The outbreak of the COVID-19 infectious disease could pose a hazard on the construction of 25 GW of US wind projects representing an investment of USD 35 billion (EUR 32.4bn), the American Wind Energy Association (AWEA) warns.
The US wind sector could lose a total of USD 43 billion in investments and state and local tax payments to rural communities and land-lease payments, the sector organisation said on Thursday, citing initial estimates. Urging Congress to make changes to the schedule of wind deployments and related regulations, it went on to say that the global spread of the novel virus could put over 35,000 jobs at risk, or almost a third of the 114,000 job positions that the industry creates.
"To best protect these jobs and the health of our existing workforce, we are asking Congress to immediately extend the schedule and improve the liquidity of our existing tax credits,” said AWEA's CEO Tom Kiernan.
AWEA’s proposal in order to cope with the created uncertainty in the market is for the government to extend the provision of tax incentives by an additional two years to safe harbour projects that have entered construction after December 31, 2015. This will allow the delayed projects to receive the tax credits as originally envisioned, with developers getting direct pay equal to the value of the credits, which in turn will help offset the economic hurdles created by the pandemic.
Last year, the US commissioned 9,143 MW of new wind power generation capacity and had an additional 44,000 MW of projects under construction or in advanced development at end-December.

☆ ☆ ☆ ☆

_Exercise goal_
Please rewrite everything from "AWEA’s proposal in" down to "by the pandemic." in the wind energy article, changing "pandemic" to "outbreak".

☆ ☆ ☆ ☆

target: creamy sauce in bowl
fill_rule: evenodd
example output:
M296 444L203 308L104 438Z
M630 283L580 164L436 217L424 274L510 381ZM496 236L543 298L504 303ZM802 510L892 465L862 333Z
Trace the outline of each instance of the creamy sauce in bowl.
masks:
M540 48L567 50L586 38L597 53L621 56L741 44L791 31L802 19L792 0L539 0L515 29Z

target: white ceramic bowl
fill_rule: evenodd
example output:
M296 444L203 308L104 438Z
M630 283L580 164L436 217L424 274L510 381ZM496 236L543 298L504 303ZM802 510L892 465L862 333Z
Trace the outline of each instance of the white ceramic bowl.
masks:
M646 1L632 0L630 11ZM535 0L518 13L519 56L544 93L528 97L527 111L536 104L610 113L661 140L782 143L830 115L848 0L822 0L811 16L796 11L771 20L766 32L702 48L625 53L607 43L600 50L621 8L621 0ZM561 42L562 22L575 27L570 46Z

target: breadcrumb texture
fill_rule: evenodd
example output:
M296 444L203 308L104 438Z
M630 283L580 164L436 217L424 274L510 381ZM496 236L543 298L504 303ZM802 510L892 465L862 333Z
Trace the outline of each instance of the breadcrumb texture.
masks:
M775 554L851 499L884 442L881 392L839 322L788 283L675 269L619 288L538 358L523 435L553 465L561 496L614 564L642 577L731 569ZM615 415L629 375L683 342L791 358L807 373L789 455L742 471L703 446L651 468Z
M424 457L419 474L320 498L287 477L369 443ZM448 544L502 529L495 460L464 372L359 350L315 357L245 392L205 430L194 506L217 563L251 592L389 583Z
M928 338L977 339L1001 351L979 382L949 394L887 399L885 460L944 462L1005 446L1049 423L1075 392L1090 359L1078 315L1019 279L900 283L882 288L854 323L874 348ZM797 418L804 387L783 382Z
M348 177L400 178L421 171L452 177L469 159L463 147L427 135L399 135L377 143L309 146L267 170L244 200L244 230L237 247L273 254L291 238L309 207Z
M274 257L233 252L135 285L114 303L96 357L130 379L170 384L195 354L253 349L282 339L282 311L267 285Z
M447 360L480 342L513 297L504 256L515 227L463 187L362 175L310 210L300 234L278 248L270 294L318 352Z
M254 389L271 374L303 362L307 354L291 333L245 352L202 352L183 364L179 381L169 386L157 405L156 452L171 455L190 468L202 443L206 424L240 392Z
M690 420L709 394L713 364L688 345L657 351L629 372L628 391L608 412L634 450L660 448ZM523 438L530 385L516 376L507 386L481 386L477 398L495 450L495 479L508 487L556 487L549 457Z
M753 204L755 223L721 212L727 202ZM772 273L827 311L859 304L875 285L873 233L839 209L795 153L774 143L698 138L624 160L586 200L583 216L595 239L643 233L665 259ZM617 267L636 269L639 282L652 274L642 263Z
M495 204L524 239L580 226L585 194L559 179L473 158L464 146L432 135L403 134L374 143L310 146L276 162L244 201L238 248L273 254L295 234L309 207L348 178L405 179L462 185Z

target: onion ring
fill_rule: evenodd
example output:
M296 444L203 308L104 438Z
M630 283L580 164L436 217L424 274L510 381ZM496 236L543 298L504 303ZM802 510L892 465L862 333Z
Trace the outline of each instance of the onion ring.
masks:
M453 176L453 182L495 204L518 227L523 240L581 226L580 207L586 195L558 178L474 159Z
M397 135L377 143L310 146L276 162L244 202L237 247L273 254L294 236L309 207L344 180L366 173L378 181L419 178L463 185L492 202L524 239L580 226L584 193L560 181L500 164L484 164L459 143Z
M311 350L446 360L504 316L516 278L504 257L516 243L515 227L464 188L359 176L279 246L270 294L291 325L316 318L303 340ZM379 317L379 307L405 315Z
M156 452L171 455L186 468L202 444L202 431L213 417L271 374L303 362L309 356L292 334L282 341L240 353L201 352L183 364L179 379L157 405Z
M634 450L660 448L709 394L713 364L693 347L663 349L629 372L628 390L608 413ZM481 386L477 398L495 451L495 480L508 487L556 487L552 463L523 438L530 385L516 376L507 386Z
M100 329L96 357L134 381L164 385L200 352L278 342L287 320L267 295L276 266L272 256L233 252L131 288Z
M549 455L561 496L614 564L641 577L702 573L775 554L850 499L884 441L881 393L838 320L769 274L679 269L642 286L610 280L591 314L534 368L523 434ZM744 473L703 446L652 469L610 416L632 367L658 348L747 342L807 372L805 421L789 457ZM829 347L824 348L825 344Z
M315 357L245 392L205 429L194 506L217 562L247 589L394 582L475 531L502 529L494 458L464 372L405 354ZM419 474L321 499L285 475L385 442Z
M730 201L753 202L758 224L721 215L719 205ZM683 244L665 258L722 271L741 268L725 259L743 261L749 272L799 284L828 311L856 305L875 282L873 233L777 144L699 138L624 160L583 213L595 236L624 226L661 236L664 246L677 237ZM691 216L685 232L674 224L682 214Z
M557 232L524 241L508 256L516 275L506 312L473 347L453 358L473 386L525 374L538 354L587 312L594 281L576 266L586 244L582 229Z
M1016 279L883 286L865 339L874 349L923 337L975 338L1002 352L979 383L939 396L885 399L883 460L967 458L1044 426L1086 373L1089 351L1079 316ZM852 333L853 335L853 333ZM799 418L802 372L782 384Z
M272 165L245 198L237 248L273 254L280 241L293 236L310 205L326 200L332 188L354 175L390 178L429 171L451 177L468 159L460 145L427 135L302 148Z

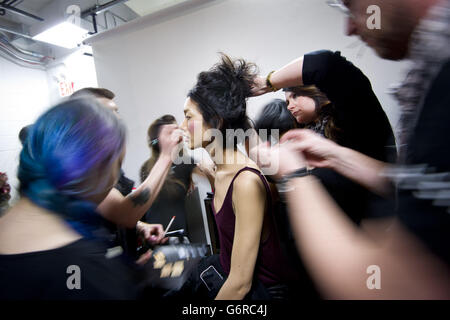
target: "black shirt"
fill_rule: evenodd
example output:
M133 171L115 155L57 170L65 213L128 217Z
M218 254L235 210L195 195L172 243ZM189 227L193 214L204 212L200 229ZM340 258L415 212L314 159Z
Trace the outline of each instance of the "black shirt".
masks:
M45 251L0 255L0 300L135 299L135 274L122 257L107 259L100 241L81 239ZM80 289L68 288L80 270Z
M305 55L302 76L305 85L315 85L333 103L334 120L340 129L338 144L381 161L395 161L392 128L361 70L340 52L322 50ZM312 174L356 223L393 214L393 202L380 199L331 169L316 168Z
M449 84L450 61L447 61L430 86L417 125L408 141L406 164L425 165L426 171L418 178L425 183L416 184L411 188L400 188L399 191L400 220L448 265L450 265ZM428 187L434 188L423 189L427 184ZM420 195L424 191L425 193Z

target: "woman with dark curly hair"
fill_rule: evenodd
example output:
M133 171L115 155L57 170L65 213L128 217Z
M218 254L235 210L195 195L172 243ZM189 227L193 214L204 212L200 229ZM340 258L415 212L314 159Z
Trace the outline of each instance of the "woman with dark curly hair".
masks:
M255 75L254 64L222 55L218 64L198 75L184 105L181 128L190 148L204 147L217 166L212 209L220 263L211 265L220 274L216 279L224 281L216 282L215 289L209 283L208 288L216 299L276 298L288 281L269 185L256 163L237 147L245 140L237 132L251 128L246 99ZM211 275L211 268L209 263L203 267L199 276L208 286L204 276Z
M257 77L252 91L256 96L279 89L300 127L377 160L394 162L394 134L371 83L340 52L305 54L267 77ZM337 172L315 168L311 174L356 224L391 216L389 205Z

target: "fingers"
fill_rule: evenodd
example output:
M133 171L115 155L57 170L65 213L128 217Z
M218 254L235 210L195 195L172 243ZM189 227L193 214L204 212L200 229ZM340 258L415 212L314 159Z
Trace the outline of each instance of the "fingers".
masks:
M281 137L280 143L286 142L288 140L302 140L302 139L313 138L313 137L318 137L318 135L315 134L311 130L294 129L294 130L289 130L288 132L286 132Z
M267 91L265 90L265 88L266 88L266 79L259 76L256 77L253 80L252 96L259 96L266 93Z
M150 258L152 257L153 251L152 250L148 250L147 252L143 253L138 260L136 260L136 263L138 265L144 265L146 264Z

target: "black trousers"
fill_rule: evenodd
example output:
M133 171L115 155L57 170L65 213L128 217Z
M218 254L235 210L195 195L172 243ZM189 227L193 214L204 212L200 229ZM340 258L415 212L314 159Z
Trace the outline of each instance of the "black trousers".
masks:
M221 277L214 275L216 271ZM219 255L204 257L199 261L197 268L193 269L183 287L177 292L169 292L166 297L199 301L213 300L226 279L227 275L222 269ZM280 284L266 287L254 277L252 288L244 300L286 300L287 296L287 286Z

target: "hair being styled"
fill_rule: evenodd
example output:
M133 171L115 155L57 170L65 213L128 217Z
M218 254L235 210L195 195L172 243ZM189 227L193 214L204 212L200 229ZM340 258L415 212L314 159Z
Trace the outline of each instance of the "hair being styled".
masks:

☆ ☆ ☆ ☆

_Response to this exercise_
AWEA’s proposal in order to cope with the created uncertainty in the market is for the government to extend the provision of tax incentives by an additional two years to safe harbour projects that have entered construction after December 31, 2015. This will allow the delayed projects to receive the tax credits as originally envisioned, with developers getting direct pay equal to the value of the credits, which in turn will help offset the economic hurdles created by the outbreak.